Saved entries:
----

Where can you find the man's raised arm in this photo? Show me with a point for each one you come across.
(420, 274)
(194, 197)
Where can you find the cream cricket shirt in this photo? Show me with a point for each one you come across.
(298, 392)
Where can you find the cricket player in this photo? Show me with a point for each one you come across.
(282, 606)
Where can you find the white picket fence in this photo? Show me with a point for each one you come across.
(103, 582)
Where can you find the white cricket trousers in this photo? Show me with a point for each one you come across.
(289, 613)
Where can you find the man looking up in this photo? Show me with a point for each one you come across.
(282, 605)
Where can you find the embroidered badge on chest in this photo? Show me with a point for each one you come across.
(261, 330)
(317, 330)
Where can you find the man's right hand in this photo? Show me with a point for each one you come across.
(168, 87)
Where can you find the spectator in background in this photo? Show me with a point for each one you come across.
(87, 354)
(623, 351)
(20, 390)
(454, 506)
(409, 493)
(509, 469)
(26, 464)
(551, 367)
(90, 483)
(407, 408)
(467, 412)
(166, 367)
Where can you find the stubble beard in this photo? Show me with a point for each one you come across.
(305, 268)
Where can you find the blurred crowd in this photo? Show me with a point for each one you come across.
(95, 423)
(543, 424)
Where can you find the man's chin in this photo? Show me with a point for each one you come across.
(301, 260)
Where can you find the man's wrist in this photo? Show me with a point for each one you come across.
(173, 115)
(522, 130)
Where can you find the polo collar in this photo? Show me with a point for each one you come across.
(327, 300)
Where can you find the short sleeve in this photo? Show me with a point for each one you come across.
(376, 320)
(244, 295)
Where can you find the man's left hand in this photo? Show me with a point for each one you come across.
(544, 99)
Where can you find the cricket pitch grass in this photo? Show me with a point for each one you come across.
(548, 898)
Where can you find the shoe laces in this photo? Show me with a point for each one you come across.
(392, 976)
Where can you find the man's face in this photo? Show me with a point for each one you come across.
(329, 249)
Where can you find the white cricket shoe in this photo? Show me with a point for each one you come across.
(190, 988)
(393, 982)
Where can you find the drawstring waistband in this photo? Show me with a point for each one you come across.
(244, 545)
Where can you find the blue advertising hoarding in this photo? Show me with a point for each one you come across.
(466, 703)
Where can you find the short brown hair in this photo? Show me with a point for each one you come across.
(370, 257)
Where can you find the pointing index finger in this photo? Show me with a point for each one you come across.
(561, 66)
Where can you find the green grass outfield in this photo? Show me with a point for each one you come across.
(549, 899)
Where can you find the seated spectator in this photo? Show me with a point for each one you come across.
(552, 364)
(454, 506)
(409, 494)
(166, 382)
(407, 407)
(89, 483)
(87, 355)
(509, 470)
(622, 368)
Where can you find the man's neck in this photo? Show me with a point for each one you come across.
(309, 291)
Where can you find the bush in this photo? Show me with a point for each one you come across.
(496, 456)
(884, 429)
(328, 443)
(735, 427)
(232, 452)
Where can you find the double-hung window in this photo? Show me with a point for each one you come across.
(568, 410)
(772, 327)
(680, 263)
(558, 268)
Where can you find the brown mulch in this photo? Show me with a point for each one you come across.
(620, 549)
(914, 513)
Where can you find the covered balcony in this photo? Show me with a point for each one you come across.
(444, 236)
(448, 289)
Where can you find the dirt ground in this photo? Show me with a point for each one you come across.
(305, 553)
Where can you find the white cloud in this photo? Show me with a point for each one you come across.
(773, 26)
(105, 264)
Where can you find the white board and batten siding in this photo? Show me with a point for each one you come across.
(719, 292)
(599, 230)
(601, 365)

----

■ REQUIRED WORK
In the answer, include exactly the lines from the line containing "Where can you find the white cloud" through the end of the data, and nothing else.

■ OUTPUT OF THE EXERCISE
Where can you find the white cloud in this photo? Show me with a point for each one you come across.
(773, 26)
(105, 264)
Where can you find the white board and batten siding in this photo? Show me with a point for each one you come across.
(719, 292)
(599, 230)
(601, 365)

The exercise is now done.